**Text block**
England media tees off at ‘insipid’ Aussies in pre-Ashes blow

Ashes, Australia, Cricket, England, featured, T20 World Cup, The Ashes

The English media have predictably had a field day after Australia were humbled by eight wickets in a T20 World Cup thrashing, in an early psychological blow ahead of this summer’s Ashes series.

It might be a much shorter format than the five-day, five-match series that will take place on Australian shores this summer, but the manner in which Australia were dismantled – the victory with 50 balls to spare their heaviest ever by balls remaining in a T20I – bears an eerie resemblance to another limited-overs thrashing inflicted by England before their famous Ashes triumph in 2005.

Back then, the Aussies were thrashed by 100 runs – their heaviest T20I defeat by runs – with Kevin Pietersen, who would go on to etch his name into Ashes folklore with his fifth-Test century, the star of the show.

“The last time England’s T20 team treated Australia with this much contempt, they used the result as a springboard to win the Ashes,” wrote The Mail on Sunday cricket writer Lawrence Booth, voicing the thoughts of many English fans now daring to dream.

“If the leap from Dubai to Brisbane is a big one, then Australian fast bowler Pat Cummins did confess before this game, with the urn in mind, that it would be ‘great to get one on the board’ against the old enemy.

“To the delight, no doubt, of two England captains – not just Eoin Morgan but Test skipper Joe Root, watching from afar – the Australians did not get a look-in.”

>> Australia vs England: as it happened

Such was the dominance of England’s performance that The Times cricket correspondent Simon Wilde felt compelled to very nearly show Australia the rarest of emotions from English cricket supporters towards their biggest rival: pity.

“Don’t ever, ever feel sorry for Australian cricketers, but it was damned hard not to in Dubai this balmy night,” Wilde wrote.

“Eoin Morgan’s breathtakingly efficient team stripped the old enemy of every last vestige of dignity. They blew them away with the ball, and then pummelled them with the bat.

“It was all-out aggression of a sort that Australia specialise in themselves but they did not like being on the other end of it, especially the contempt with which their vaunted fast men were treated.”

Eoin Morgan and Aaron Finch shake hands.

Captains Eoin Morgan and Aaron Finch shake hands following England’s big win over Australia at the T20 World Cup. (Photo by Michael Steele-ICC/ICC via Getty Images)

Booth described the Australian batting performance as “strangely insipid”, with Aaron Finch’s men limping to 5/57 after 14 overs… a run rate just over four an over. Early wickets didn’t help, but with Finch content to rotate the strike and bat deep into the innings for a 49-ball 44, it took a late onslaught from bowlers Pat Cummins and Mitchell Starc, and all-rounder Ashton Agar, to see Australia even reach triple figures.

**Material to process**
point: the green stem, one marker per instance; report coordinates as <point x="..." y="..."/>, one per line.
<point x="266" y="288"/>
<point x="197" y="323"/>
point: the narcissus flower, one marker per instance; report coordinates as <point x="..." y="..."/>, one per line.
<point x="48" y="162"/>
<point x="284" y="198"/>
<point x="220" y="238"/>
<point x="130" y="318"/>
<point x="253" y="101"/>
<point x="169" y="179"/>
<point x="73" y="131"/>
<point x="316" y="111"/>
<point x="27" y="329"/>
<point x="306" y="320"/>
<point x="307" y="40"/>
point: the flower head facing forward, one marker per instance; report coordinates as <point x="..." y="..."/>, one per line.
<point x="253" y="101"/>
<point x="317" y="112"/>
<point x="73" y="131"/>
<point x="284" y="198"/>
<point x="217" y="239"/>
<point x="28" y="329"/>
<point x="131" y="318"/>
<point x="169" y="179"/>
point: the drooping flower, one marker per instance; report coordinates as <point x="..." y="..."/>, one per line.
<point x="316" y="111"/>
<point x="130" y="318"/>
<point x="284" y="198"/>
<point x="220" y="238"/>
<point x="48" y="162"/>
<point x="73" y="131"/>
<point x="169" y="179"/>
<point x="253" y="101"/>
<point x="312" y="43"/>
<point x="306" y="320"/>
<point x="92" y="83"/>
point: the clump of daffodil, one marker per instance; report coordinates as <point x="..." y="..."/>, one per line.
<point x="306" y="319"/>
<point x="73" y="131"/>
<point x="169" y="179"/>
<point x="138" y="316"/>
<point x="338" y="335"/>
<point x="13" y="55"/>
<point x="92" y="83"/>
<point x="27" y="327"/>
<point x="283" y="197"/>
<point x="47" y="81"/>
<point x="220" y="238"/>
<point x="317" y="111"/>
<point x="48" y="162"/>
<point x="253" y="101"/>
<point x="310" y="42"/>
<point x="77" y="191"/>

**Goal 1**
Shift the records: write out everything from the line containing "point: the drooping" down to the end of the records again, requests included, with 121 added to every x and y coordinate in the answers.
**Goal 2**
Pick up the article on the English media's reaction to England's T20 World Cup win over Australia and carry it on from its last sentence.

**Result 1**
point: the drooping flower, one marker per instance; report coordinates as <point x="..." y="..."/>, one per line.
<point x="437" y="232"/>
<point x="251" y="439"/>
<point x="405" y="319"/>
<point x="341" y="359"/>
<point x="169" y="283"/>
<point x="194" y="252"/>
<point x="290" y="300"/>
<point x="374" y="222"/>
<point x="433" y="164"/>
<point x="427" y="441"/>
<point x="213" y="204"/>
point: the clump of daffodil, one marker per instance; report coordinates as <point x="..." y="..."/>, one per line.
<point x="427" y="440"/>
<point x="194" y="252"/>
<point x="290" y="300"/>
<point x="259" y="437"/>
<point x="459" y="456"/>
<point x="134" y="176"/>
<point x="213" y="204"/>
<point x="148" y="448"/>
<point x="404" y="318"/>
<point x="168" y="202"/>
<point x="341" y="359"/>
<point x="438" y="232"/>
<point x="169" y="283"/>
<point x="374" y="222"/>
<point x="431" y="163"/>
<point x="198" y="312"/>

**Result 2**
Writing in the Telegraph, chief cricket writer Scyld Berry echoed those thoughts, noting that “such an assertive statement can only do England good” ahead of the Test tour.

“Ever since Sir Ian Botham roared in 1981 and they quaked, Australian cricketers have never liked being bullied… providing Australia do not clobber England in the World T20 knockout stages, England will take some momentum into the Ashes, even if that is a quality which lasts no more than an hour in the heat of battle renewed.”

While Chris Jordan was a shock choice for Player of the Match honours, the twin pillars that dismantled Australia will both be on the plane down under once the World Cup concludes. Jos Buttler’s breathtaking 32-ball 71 with the bat, and Chris Woakes’ superb spell of bowling in the PowerPlay, rent the Aussies asunder, and should see both players head into the Tests chock full of confidence.

“If they [Buttler and Woakes] can bottle their fearless self-belief in Dubai and blend it with discretion in playing themselves in, England will have a core, a hard core, wobbly though their top order may be,” Booth opined.

“With Ben Stokes at five, followed by Bairstow (ahead of Ollie Pope), Buttler and Woakes, England can put challenging totals on Australian scoreboards.”

Having forced his way back into England’s shortest-format setup after years out, Woakes’ success bodes well for his chances of doing likewise to the Test attack. The seamer appeared in just one of England’s summer Tests against New Zealand and India at home, with newcomer Ollie Robinson a standout performer alongside the great James Anderson.

With Stuart Broad also in the mix for the Ashes and Craig Overton another seamer included in the Ashes squad, squeezing in promises to be a challenging task. But Woakes’ Test-match style bowling against Australia, most notably in his dismissal of David Warner for 1, has former England captain turned commentator Nasser Hussain impressed.

“[To hit] top of off, top of off – Woakes is the best in the world at doing that,” Hussain told Sky Sports.

Chris Woakes celebrates the wicket of Glenn Maxwell.

Chris Woakes celebrates the wicket of Glenn Maxwell at the T20 World Cup. (Photo by Francois Nel/Getty Images)

“You’re only allowed to do what the opposition allow you to do. David Warner did try and shimmy down the pitch to Woakes.

“But Woakes bowls that length and it’s very difficult to hit, especially when there’s sideways movement.”

With Warner and Smith, and potentially T20 wicketkeeper Matthew Wade, set to reprise their batting roles in the Ashes, Hussain’s assessment of the Australian top order as “fragile” could prove a portent of things to come. With Warner injured, the batting line-up struggled against India in last summer’s Test series, needing until the third Test to pass 200 in an innings.

“Their batting line-up looks a little bit short of confidence but I think what you’ve got to do is give credit to England’s length and line,” Hussain said.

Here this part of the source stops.